Posted by: Fr. William -
Aug. 17, 2005 1:44 PM ET USA
Posted by: -
Aug. 17, 2005 11:24 AM ET USA
More people were executed in the 20th century than in the previous 2000 years combined, and not by Islamic extremists or the KKK, but the repressive, tyranical governments of the world who sought to impose tight restrictions on human behavior. The totalitarian regimes have always been interested in restricting speech. We have more to fear from governments than Islamic extremists. Compare body counts from the two gulf wars. T.S. Eliot's Murder in the Cathedral has never been more appropriate.
Posted by: -
Aug. 17, 2005 9:16 AM ET USA
If publicity were dropped for hate speech, and no one listened or complained, how long would it survive? Of course, that might seriously hamstring the liberal media that thrive on its mutations. I guess we are stuck with it as long as humanity lasts. Consider the source, and make the best of it. We already have laws against violence, but that doesn't seem to stop it. Be positive, and counter it with truth.
Posted by: Thomist -
Aug. 17, 2005 7:41 AM ET USA
For years we have been abrogating our rights for the sake of the common good -- for example, gun-control laws. And I suspect we will need to do so for years to come. It is far easier to enact laws than to convert hearts. My prayers are with Gertrude and the hearts in her charge.

Job 1
In the records below, write down word for word the lines starting with the one that contains "Give one point for each instance of the white knit" and continuing through the end of the records. Leave out any pictures.

Exercise material
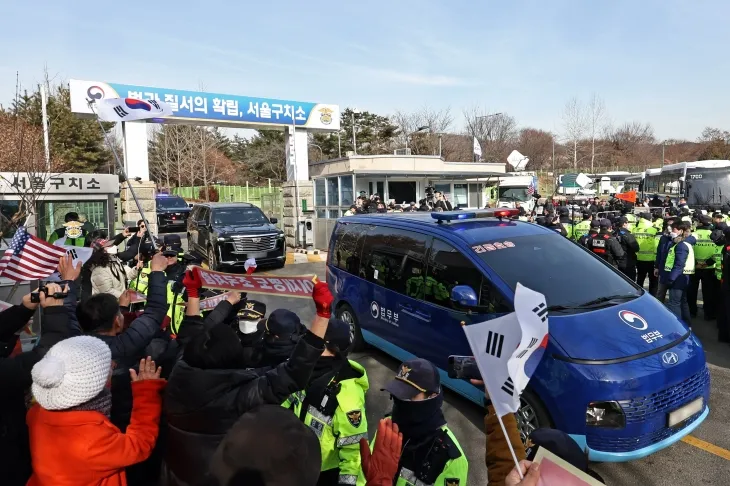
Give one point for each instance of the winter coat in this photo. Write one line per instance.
(15, 379)
(111, 279)
(80, 448)
(202, 405)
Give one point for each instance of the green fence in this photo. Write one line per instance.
(248, 194)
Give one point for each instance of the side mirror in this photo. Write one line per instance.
(464, 296)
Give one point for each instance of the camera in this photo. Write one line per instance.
(35, 297)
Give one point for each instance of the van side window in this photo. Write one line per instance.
(349, 239)
(448, 267)
(394, 258)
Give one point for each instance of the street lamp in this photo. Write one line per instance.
(418, 130)
(355, 111)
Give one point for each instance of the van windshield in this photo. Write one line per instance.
(566, 274)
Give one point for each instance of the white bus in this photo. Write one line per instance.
(705, 184)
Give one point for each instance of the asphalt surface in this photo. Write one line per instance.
(679, 464)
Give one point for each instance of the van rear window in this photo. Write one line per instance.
(556, 267)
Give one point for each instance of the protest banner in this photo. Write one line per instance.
(299, 286)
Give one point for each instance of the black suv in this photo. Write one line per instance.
(172, 212)
(228, 234)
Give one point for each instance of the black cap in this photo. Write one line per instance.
(338, 334)
(560, 444)
(282, 323)
(414, 376)
(252, 310)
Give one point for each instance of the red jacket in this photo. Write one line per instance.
(83, 448)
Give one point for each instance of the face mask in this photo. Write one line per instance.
(247, 327)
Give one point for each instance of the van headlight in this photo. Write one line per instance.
(609, 415)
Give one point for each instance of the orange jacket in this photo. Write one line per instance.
(82, 448)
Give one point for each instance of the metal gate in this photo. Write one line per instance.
(272, 206)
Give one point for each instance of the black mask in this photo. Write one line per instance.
(418, 419)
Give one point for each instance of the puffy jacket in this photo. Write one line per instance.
(112, 279)
(83, 448)
(202, 405)
(15, 378)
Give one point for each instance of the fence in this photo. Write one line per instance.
(248, 194)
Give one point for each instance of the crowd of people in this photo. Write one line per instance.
(675, 248)
(112, 394)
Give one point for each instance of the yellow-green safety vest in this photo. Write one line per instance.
(717, 256)
(689, 265)
(339, 433)
(645, 235)
(704, 249)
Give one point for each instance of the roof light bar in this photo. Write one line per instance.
(482, 213)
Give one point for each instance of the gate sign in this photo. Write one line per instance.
(213, 108)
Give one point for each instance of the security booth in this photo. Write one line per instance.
(91, 196)
(400, 179)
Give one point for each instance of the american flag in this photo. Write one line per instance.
(531, 188)
(29, 258)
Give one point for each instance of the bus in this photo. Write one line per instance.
(704, 184)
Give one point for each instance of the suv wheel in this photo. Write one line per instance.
(531, 416)
(347, 314)
(212, 262)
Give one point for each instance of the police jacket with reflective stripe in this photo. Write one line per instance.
(201, 405)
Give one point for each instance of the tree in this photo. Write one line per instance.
(596, 120)
(78, 142)
(574, 125)
(421, 131)
(495, 132)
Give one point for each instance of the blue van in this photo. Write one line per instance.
(621, 374)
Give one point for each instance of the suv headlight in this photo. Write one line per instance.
(609, 415)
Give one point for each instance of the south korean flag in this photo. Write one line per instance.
(509, 348)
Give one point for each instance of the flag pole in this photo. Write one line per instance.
(504, 430)
(124, 173)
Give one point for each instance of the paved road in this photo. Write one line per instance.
(681, 463)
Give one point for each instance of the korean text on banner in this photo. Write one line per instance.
(300, 286)
(509, 348)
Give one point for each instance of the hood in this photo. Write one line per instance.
(246, 229)
(616, 332)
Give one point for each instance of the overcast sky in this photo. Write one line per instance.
(662, 62)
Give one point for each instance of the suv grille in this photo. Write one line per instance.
(248, 244)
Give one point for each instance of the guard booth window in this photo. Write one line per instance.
(394, 259)
(447, 268)
(347, 250)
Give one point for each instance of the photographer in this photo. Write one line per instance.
(15, 375)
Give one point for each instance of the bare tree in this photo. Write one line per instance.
(574, 124)
(495, 132)
(596, 121)
(421, 131)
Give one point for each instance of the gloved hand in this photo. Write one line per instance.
(192, 284)
(323, 299)
(381, 466)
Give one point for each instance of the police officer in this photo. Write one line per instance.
(583, 227)
(704, 251)
(333, 406)
(723, 314)
(605, 245)
(645, 234)
(629, 245)
(593, 231)
(249, 332)
(431, 454)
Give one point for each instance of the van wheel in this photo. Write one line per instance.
(531, 416)
(212, 263)
(346, 314)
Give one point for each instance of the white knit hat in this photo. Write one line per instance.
(73, 372)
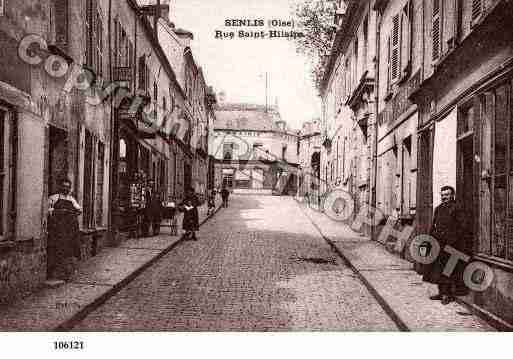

Job 2
Extract word for word the part of the comment thread above that begins at the words "Posted by: Thomist" and ends after "in her charge.".

Full output 1
Give one point for each instance of the white knit hat in this photo. Write one line per instance.
(73, 372)

Full output 2
Posted by: Thomist -
Aug. 17, 2005 7:41 AM ET USA
For years we have been abrogating our rights for the sake of the common good -- for example, gun-control laws. And I suspect we will need to do so for years to come. It is far easier to enact laws than to convert hearts. My prayers are with Gertrude and the hearts in her charge.